** start Supplied data **

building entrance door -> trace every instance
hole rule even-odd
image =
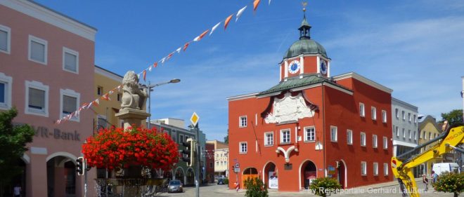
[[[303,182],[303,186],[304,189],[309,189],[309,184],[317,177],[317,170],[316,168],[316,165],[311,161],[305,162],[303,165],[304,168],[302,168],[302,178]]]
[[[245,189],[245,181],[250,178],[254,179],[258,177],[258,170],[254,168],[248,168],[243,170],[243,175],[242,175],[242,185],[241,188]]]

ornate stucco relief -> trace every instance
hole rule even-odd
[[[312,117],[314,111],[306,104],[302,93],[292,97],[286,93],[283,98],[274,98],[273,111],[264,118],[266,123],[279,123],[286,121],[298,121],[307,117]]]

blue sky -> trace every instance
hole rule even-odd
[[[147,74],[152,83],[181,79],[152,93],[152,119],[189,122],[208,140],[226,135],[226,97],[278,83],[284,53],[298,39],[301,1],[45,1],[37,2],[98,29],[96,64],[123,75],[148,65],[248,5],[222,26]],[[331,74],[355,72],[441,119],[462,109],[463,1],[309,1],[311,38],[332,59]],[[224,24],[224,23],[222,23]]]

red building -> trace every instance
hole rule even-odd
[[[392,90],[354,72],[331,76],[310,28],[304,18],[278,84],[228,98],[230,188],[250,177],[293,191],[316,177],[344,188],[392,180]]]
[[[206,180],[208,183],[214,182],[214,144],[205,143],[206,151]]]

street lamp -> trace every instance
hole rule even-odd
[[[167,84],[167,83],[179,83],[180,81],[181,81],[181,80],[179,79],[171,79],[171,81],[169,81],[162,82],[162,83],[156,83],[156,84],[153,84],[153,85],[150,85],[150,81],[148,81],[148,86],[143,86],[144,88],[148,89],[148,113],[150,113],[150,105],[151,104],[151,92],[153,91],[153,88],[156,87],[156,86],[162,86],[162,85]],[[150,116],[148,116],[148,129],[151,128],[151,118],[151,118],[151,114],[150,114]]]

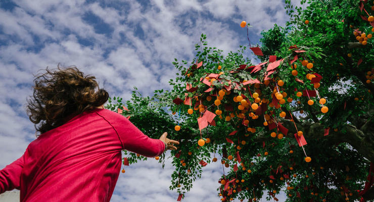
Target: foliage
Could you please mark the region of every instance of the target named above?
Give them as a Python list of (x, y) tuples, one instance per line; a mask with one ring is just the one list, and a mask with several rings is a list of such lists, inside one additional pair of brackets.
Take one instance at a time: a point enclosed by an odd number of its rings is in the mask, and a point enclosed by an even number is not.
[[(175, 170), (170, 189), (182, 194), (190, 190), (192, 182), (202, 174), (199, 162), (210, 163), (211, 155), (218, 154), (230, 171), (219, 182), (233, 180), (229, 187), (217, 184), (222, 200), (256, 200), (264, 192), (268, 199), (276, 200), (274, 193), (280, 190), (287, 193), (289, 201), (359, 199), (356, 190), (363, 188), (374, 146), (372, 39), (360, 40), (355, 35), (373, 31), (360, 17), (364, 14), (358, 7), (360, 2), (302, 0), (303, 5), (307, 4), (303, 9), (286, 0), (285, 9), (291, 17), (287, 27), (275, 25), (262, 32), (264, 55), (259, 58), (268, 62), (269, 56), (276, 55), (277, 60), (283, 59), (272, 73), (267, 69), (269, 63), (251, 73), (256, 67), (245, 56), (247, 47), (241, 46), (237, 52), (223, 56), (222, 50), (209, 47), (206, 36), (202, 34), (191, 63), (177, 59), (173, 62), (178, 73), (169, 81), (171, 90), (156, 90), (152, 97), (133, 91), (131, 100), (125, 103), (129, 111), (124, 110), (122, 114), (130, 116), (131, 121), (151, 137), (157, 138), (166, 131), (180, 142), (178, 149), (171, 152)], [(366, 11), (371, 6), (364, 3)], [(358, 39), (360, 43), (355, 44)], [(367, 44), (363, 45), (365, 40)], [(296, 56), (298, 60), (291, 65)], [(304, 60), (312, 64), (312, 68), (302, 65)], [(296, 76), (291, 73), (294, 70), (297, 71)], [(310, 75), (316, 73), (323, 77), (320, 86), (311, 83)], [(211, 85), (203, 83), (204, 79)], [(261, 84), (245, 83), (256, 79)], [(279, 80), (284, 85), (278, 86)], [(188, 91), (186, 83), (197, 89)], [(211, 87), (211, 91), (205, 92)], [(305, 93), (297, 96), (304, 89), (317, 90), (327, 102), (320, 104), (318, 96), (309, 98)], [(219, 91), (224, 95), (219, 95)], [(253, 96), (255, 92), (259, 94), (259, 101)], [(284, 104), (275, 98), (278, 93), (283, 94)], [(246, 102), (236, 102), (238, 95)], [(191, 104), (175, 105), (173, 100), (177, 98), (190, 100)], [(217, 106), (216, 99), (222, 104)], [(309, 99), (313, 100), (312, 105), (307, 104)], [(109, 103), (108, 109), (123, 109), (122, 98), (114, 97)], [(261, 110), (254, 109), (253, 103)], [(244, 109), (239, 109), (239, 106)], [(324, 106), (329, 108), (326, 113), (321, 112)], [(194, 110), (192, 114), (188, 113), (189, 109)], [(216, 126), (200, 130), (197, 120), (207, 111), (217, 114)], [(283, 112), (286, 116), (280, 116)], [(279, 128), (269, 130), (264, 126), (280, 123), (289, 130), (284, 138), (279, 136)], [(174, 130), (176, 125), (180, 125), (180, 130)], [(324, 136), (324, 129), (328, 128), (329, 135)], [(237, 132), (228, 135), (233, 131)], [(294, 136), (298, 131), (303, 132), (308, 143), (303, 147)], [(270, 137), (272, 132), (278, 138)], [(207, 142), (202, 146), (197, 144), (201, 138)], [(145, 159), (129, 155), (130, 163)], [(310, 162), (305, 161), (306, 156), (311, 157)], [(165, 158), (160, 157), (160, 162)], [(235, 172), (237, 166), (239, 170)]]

** end Supplied data **

■ Exercise aim:
Output each line of the listing above as a JSON list of strings, one string per line, with blank lines left out. Omit the pictures.

■ Exercise response:
[
  "building entrance door -> trace every instance",
  "hole rule even-odd",
  "image =",
  "[[[303,182],[303,186],[304,189],[309,189],[309,184],[317,177],[317,170],[316,168],[316,165],[311,161],[305,162],[303,165],[304,168],[302,168],[302,178]]]",
  "[[[245,189],[245,181],[250,178],[254,179],[258,177],[258,170],[254,168],[248,168],[243,170],[243,175],[242,175],[242,185],[241,188]]]",
  "ornate stucco relief -> trace every instance",
  "hole rule even-odd",
  "[[[312,117],[314,111],[306,104],[302,93],[292,97],[286,93],[283,98],[274,98],[273,111],[264,118],[266,123],[279,123],[286,121],[298,121],[307,117]]]",
  "blue sky -> trace every instance",
  "hole rule even-odd",
  "[[[147,74],[152,83],[181,79],[152,93],[152,119],[189,122],[208,140],[226,135],[226,97],[278,83],[284,53],[298,39],[301,1],[45,1],[37,2],[98,29],[96,64],[123,75],[148,65],[248,5],[222,26]],[[331,74],[355,72],[441,119],[462,109],[463,1],[309,1],[311,38],[332,59]],[[224,24],[224,23],[222,23]]]",
  "red building -> trace every instance",
  "hole rule even-odd",
  "[[[392,90],[354,72],[331,76],[310,28],[304,18],[278,84],[228,98],[230,188],[250,177],[293,191],[316,177],[344,188],[392,180]]]",
  "[[[206,180],[208,183],[214,182],[214,144],[205,143],[206,151]]]",
  "street lamp -> trace every instance",
  "hole rule even-odd",
  "[[[167,84],[167,83],[179,83],[180,81],[181,81],[181,80],[179,79],[171,79],[171,81],[169,81],[162,82],[162,83],[156,83],[156,84],[153,84],[153,85],[150,85],[150,81],[148,81],[148,86],[143,86],[144,88],[148,89],[148,113],[150,113],[150,105],[151,104],[151,92],[153,91],[153,88],[156,87],[156,86],[162,86],[162,85]],[[150,116],[148,116],[148,129],[151,128],[151,118],[151,118],[151,114],[150,114]]]",
  "Target: foliage",
  "Could you please mark the region of every instance of the target named above?",
  "Give them as a Python list of (x, y) tuples, one instance per line; a mask with one ring is just the one list, and a mask with several rings is a list of such lists, inside one additional pair of brackets.",
  "Take one instance at a time: a point enclosed by an odd number of its rings is in the mask, and a point enclosed by an even number is not.",
  "[[(175, 170), (170, 189), (182, 194), (190, 190), (192, 182), (202, 174), (199, 162), (210, 163), (211, 155), (218, 154), (230, 171), (219, 182), (233, 180), (229, 187), (217, 184), (222, 200), (256, 200), (264, 192), (268, 199), (276, 200), (274, 193), (280, 190), (287, 193), (289, 201), (359, 199), (356, 190), (363, 188), (374, 146), (372, 39), (360, 40), (355, 35), (373, 31), (360, 17), (364, 14), (358, 7), (360, 2), (302, 0), (303, 5), (307, 4), (303, 9), (286, 0), (285, 9), (291, 17), (287, 27), (275, 25), (262, 32), (264, 55), (259, 58), (268, 62), (269, 56), (276, 55), (277, 60), (283, 59), (272, 73), (267, 69), (269, 63), (251, 73), (256, 67), (245, 56), (247, 47), (241, 46), (237, 52), (223, 56), (222, 50), (209, 47), (206, 36), (202, 34), (191, 63), (177, 59), (173, 62), (178, 73), (169, 81), (171, 90), (156, 90), (152, 97), (133, 91), (131, 100), (125, 103), (129, 111), (124, 110), (122, 114), (130, 116), (131, 121), (151, 137), (157, 138), (166, 131), (180, 142), (178, 149), (171, 152)], [(366, 11), (371, 6), (364, 3)], [(358, 39), (360, 43), (355, 44)], [(367, 44), (363, 45), (365, 40)], [(296, 56), (298, 60), (291, 65)], [(304, 60), (312, 64), (312, 68), (302, 65)], [(296, 76), (291, 73), (294, 70), (297, 71)], [(310, 75), (316, 73), (323, 77), (320, 86), (311, 83)], [(211, 85), (203, 83), (204, 79)], [(261, 84), (245, 83), (256, 79)], [(279, 80), (284, 85), (278, 86)], [(188, 91), (186, 83), (197, 89)], [(211, 87), (211, 91), (205, 92)], [(305, 93), (297, 96), (304, 89), (317, 90), (327, 102), (320, 104), (318, 96), (309, 98)], [(219, 91), (224, 95), (219, 95)], [(253, 96), (255, 92), (259, 94), (259, 101)], [(284, 104), (275, 98), (278, 93), (283, 94)], [(246, 102), (236, 102), (238, 95)], [(191, 104), (175, 105), (173, 100), (177, 98), (190, 100)], [(217, 106), (216, 99), (222, 104)], [(309, 99), (313, 100), (312, 105), (307, 104)], [(109, 103), (108, 109), (123, 109), (122, 98), (114, 97)], [(261, 110), (254, 109), (253, 103)], [(244, 109), (239, 109), (239, 106)], [(324, 106), (329, 108), (326, 113), (321, 112)], [(194, 110), (192, 114), (188, 113), (189, 109)], [(216, 126), (200, 130), (197, 120), (207, 111), (217, 114)], [(283, 112), (286, 116), (280, 116)], [(279, 128), (269, 130), (264, 126), (280, 123), (289, 130), (284, 138), (279, 136)], [(174, 130), (176, 125), (180, 125), (180, 130)], [(324, 136), (324, 129), (328, 128), (329, 135)], [(237, 132), (228, 135), (233, 131)], [(294, 136), (298, 131), (303, 132), (308, 143), (303, 147)], [(270, 137), (272, 132), (278, 138)], [(207, 142), (202, 146), (197, 144), (201, 138)], [(145, 159), (129, 155), (130, 163)], [(310, 162), (305, 161), (306, 156), (311, 157)], [(165, 158), (160, 157), (160, 162)], [(235, 172), (237, 166), (239, 170)]]"
]